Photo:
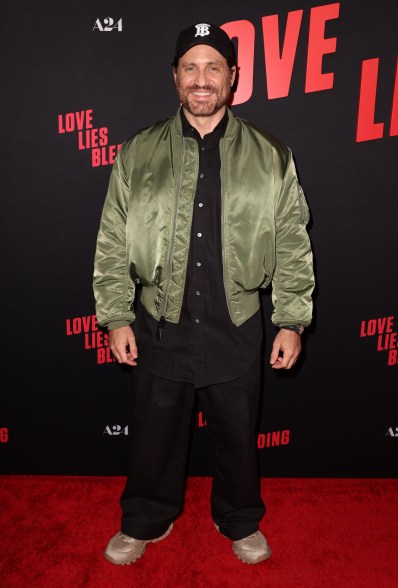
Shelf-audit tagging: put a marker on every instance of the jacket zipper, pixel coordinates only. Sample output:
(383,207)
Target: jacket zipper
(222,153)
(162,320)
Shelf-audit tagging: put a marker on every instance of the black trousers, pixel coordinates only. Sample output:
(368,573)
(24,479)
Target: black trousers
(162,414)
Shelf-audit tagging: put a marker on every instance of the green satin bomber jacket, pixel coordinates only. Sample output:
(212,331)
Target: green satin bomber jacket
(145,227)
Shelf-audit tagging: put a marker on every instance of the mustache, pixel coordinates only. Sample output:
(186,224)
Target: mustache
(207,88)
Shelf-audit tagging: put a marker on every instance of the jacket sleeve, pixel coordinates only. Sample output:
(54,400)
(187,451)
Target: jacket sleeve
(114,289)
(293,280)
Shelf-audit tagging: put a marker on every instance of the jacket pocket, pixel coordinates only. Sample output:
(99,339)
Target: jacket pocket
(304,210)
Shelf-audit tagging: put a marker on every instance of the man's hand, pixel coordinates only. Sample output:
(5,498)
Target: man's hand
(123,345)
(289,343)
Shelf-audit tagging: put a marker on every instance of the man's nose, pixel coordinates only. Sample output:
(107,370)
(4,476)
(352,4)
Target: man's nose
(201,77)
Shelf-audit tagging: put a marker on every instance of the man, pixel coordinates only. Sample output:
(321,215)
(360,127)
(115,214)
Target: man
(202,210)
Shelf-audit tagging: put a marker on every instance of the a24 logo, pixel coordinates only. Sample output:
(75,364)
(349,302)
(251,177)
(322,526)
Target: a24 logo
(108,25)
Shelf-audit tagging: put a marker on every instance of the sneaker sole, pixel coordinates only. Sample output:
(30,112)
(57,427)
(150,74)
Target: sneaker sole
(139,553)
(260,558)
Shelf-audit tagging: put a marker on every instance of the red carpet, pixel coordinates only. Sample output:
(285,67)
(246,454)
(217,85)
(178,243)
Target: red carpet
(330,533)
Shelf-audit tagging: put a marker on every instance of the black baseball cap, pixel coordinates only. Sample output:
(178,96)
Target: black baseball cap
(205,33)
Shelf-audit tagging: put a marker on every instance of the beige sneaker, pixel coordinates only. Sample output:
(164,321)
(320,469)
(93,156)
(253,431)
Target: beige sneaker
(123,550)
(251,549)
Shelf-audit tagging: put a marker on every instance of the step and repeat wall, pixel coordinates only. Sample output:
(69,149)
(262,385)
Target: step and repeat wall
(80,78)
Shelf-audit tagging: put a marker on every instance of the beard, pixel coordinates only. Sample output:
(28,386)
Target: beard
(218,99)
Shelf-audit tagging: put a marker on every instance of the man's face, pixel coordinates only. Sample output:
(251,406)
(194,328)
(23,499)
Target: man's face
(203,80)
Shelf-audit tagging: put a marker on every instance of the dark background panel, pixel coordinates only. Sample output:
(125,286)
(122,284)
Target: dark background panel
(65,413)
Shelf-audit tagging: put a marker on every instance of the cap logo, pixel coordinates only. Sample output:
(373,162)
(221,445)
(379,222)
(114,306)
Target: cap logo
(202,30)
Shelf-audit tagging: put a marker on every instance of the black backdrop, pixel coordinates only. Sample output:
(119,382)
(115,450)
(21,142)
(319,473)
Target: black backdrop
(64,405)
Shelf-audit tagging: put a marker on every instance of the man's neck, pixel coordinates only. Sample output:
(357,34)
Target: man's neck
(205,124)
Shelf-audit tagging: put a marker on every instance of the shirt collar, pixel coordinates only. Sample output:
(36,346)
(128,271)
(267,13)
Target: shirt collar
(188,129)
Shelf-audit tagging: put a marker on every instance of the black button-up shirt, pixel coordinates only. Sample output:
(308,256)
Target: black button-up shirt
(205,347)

#####

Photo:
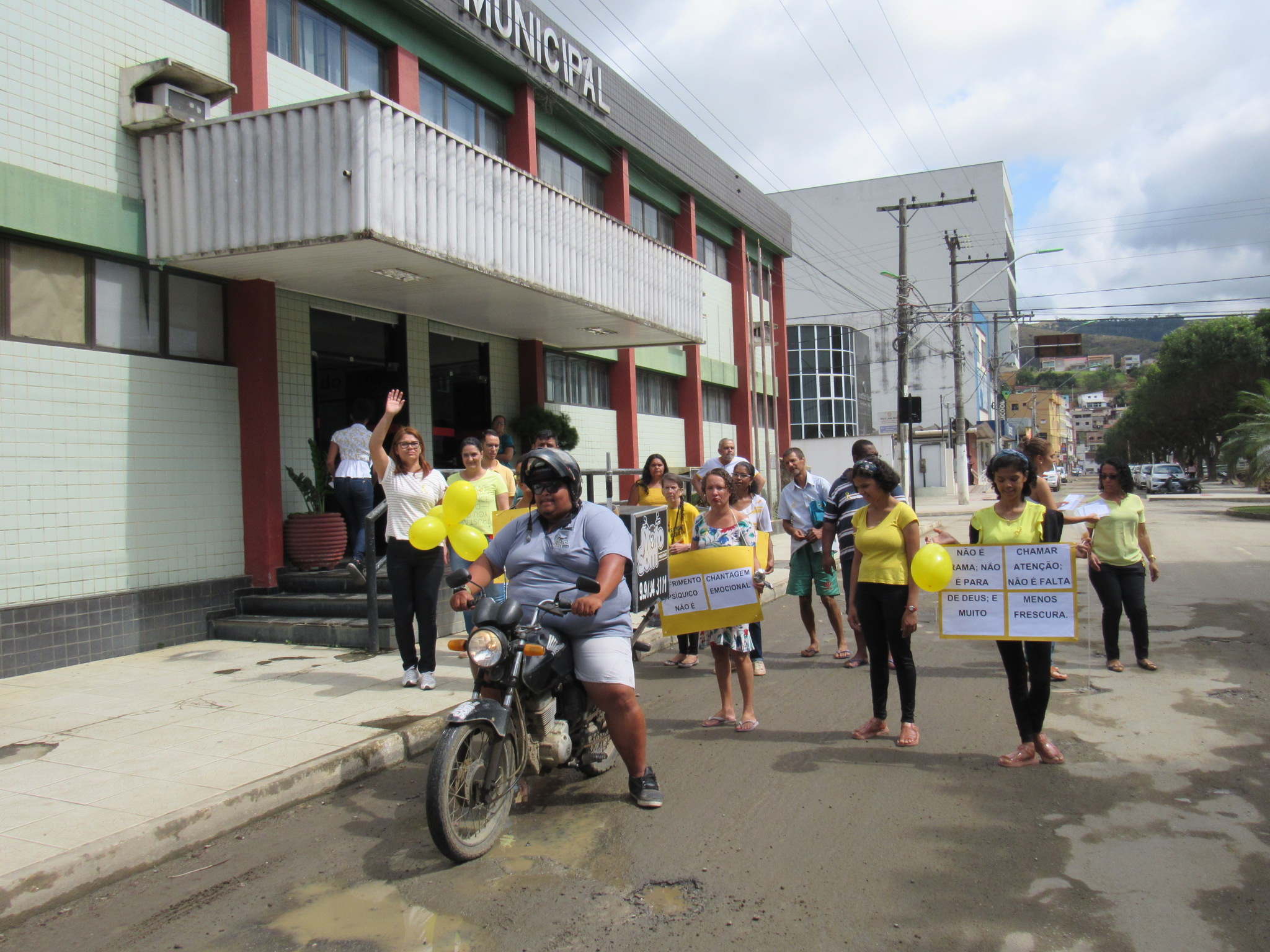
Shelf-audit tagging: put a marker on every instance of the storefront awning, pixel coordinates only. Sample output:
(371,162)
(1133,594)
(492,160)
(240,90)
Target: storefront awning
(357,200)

#####

Request - Show every line of the entries above that contains the string "hand", matching case exactly.

Result of the task -
Shelf-audit tagging: put a marker on every instance of the man's hand, pixel coordinates only. Sample output:
Target: man's hand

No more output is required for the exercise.